▸ Required task: Repeat all of the records below word for word, leaving the pictures out of your answer.
— BEGIN Information supplied —
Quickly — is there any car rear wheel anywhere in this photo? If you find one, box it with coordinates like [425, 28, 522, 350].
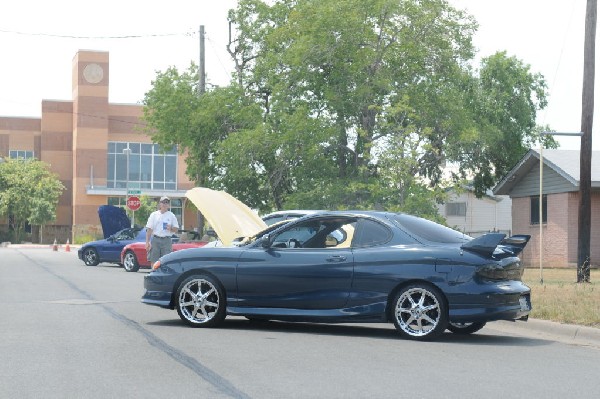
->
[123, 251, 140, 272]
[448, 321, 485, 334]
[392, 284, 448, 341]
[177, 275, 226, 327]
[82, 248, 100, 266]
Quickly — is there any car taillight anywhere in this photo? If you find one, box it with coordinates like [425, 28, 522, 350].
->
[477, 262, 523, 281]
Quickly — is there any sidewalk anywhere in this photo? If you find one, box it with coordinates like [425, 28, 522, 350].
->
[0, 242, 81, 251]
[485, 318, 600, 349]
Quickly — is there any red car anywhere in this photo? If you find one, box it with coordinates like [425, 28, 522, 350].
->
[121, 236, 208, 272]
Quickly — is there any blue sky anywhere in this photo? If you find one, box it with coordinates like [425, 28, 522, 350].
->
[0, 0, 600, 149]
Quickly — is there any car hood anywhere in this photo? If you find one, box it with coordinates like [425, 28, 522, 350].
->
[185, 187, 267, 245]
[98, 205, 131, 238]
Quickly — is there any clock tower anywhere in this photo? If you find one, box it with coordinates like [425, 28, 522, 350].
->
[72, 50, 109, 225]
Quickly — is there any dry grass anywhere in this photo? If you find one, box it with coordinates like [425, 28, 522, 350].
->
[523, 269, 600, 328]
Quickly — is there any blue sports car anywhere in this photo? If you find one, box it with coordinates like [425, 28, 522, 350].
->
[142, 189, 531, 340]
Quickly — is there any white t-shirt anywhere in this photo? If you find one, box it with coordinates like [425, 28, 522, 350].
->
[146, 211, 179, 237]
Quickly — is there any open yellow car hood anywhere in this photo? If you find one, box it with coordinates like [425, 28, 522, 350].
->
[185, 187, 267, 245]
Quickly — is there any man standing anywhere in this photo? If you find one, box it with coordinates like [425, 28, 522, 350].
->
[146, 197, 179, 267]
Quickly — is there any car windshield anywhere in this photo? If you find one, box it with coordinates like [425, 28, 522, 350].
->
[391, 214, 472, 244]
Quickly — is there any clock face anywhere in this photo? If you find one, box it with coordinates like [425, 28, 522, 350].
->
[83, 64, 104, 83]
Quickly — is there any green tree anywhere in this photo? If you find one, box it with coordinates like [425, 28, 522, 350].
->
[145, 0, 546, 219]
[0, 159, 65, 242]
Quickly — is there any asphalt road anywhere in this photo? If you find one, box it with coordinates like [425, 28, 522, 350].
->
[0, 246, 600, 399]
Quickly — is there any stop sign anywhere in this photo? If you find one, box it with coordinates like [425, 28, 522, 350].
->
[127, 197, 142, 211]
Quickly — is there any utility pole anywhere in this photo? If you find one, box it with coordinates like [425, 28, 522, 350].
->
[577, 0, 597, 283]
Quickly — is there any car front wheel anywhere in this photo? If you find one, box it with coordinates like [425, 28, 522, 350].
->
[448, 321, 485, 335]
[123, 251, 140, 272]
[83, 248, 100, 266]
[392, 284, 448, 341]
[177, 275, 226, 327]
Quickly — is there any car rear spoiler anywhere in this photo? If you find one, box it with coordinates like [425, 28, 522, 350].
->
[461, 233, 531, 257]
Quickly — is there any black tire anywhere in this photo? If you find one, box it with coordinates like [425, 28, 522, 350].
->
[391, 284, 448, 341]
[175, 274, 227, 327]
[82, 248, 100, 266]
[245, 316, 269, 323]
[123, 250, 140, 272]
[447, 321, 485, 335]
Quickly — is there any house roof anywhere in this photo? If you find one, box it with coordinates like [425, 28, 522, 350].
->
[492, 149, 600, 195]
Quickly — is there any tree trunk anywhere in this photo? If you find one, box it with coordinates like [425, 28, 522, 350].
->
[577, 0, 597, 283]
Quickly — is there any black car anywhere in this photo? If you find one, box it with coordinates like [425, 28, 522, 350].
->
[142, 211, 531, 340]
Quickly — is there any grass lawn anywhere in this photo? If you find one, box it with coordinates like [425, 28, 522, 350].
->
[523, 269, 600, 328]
— END Information supplied —
▸ Solution to this task:
Quickly — is there any car rear wheel anywhere in this photo? If you find one, box it with coordinates like [425, 28, 522, 350].
->
[123, 251, 140, 272]
[448, 321, 485, 334]
[392, 284, 448, 341]
[177, 275, 226, 327]
[82, 248, 100, 266]
Quickly — is there any car taillight anywhere in this photo? If you find one, box it with coordinates like [425, 28, 522, 350].
->
[477, 262, 523, 281]
Quickly — is there any sidewalk anywhere in this photo? If you find one, box it with coordinates like [425, 28, 522, 350].
->
[0, 242, 81, 251]
[485, 318, 600, 349]
Quickly — is there any red car anywhere in this photo? If you find one, box it with coordinates like [425, 28, 522, 350].
->
[121, 236, 208, 272]
Quickly — is there any blue sky anywhere in this photo? If you find one, box it with coordinates like [425, 28, 522, 350].
->
[0, 0, 600, 149]
Quickly — is there any car hood anywhere in this photo? If you find one, box it with coordinates like [425, 28, 522, 350].
->
[185, 187, 267, 245]
[98, 205, 131, 238]
Quickly — is there any clock tower anywhere in this photo? If you find one, box it with coordinates like [425, 28, 522, 350].
->
[72, 50, 109, 225]
Quickly — is there any dry grass anywhere in this photo? If you find one, box it with coordinates like [425, 28, 522, 350].
->
[523, 269, 600, 328]
Quickly — is there any blue sports car anywhere in this photo? If you find one, box it with coordinates like [425, 28, 522, 350].
->
[142, 189, 531, 340]
Quickly — is there any white t-shirt anywhere in this photo? If you find one, box it with coordinates like [425, 28, 522, 350].
->
[146, 211, 179, 237]
Quickly — is there any open yellow car hood anywhere in this photo? If you find one, box it with coordinates like [425, 28, 522, 350].
->
[185, 187, 267, 245]
Quickly — is there any man standing anywhere in this photo? If you find one, box it with coordinates like [425, 28, 522, 350].
->
[146, 197, 179, 267]
Quickly — is there any car windshield anywhere in this photo? If you find one, box it with coordinates like [425, 28, 522, 350].
->
[391, 214, 472, 244]
Quickly — is there any clock face anywhere in this photo? If you find one, box it with coordinates like [425, 28, 522, 350].
->
[83, 64, 104, 83]
Quickly — is there any green tree anywhere in this photo? If you find one, box it with coordinates like [425, 28, 522, 350].
->
[145, 0, 546, 219]
[0, 159, 65, 242]
Quickly — is there any asphalt road anywhere in this photo? If you find one, box it with coordinates like [425, 28, 522, 350].
->
[0, 246, 600, 399]
Quickly — is there any stop sign anywhere in this photo? If you find one, box it with coordinates like [425, 28, 522, 350].
->
[127, 197, 142, 211]
Quickly — is there any utility pole anywhere in this photo? If you find one, box it with coordinates like [425, 28, 522, 350].
->
[577, 0, 597, 283]
Quickly — is there any car front wheel anywhere in this photo? If you find one, box it with coordinates like [425, 28, 522, 350].
->
[448, 321, 485, 335]
[123, 251, 140, 272]
[83, 248, 100, 266]
[392, 284, 448, 341]
[177, 275, 226, 327]
Quickly — is there any car rear spoiler anywhere in this photo? If you find one, box it with coordinates like [425, 28, 522, 350].
->
[461, 233, 531, 257]
Quickly — is there any black tire anywhere in this photo? If you find one, box it with coordinates like [425, 28, 522, 350].
->
[391, 284, 448, 341]
[175, 274, 227, 327]
[82, 248, 100, 266]
[245, 316, 269, 323]
[123, 250, 140, 272]
[447, 321, 485, 335]
Quickly — is there any house roof anywhere in this photo? If you find one, box it with coordinates like [425, 28, 522, 350].
->
[492, 149, 600, 195]
Quickly — is there any tree trunk anywhere in this photo? If you find one, box it with coordinates like [425, 28, 522, 350].
->
[577, 0, 597, 283]
Quickly — is there any black car anywhere in this photo? If you find one, box it with coordinates like [425, 28, 522, 350].
->
[142, 211, 531, 340]
Quickly — is there any grass lawn anywhere in this photo? If you find one, box it with coordinates like [425, 28, 522, 350].
->
[523, 269, 600, 328]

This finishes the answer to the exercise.